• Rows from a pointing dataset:
>> BEGIN

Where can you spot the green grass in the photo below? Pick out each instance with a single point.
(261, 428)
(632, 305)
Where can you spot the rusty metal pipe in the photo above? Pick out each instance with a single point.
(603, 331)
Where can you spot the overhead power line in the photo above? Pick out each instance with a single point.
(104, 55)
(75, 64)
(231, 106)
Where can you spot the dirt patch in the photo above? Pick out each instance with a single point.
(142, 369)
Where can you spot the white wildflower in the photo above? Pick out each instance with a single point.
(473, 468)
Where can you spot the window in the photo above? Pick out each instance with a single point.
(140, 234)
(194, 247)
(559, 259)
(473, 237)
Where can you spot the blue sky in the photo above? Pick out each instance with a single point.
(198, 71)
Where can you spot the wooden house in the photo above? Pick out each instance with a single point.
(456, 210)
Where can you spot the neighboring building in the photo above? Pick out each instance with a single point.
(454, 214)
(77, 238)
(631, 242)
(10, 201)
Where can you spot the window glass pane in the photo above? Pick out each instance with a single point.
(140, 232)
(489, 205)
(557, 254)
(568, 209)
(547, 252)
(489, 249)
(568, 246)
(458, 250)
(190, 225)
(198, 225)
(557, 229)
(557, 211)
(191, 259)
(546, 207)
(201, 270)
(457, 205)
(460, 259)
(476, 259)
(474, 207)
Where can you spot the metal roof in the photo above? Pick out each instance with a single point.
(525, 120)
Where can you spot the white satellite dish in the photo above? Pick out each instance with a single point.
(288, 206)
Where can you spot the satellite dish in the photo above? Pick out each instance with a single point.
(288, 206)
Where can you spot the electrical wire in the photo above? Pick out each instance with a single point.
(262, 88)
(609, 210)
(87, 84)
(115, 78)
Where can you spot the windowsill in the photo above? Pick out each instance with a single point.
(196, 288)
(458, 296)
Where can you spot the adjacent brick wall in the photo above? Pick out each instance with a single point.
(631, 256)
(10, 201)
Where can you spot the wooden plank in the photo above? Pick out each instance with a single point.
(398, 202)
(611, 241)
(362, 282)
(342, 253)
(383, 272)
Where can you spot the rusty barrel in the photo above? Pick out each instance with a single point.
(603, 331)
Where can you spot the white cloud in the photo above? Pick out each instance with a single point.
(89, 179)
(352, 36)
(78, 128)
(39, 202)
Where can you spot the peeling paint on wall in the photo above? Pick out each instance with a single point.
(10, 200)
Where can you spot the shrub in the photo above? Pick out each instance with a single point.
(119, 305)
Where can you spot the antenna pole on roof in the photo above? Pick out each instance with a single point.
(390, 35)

>> END

• Exercise brief:
Starting with the line that contains "Where can you spot the metal", print each line through the last one in the listing. Include both end lines and add nothing.

• Written reply:
Where can you spot the metal roof in the photo above? Pick out each instance with a single point.
(525, 120)
Where can you spot the white satellite dish in the photo above? Pick out each instance with a single point.
(288, 206)
Where can you spot the satellite dish in the photo above? Pick out each instance with a single point.
(288, 206)
Where can you spot the electrical wire in the photo above? Pick out each instance with a single point.
(262, 88)
(609, 210)
(87, 84)
(115, 78)
Where can you spot the windowsill in the photo above? Pick out each instance with a single point.
(196, 288)
(458, 296)
Where can you spot the adjacent brick wall in the photo above? Pick out each instance with a single point.
(631, 256)
(10, 201)
Where can you spot the wooden plank in the photo above? Pick out each instance with a single point.
(398, 202)
(611, 241)
(362, 282)
(342, 253)
(383, 272)
Where can you spot the rusty barrel in the photo above? Pick out each instance with a single point.
(603, 331)
Where can you spot the white cloud in the photo above? Pick out each instance with a single point.
(89, 179)
(352, 36)
(78, 128)
(39, 202)
Where can you spot the peeling paint on wall in the photo above? Pick out each instance with a single point.
(10, 200)
Where can you spot the shrub in the photo above? Pick out each instance with a single point.
(119, 305)
Where can you spot the antenna pole on roof in the photo above? Pick out each instance with a single point.
(390, 35)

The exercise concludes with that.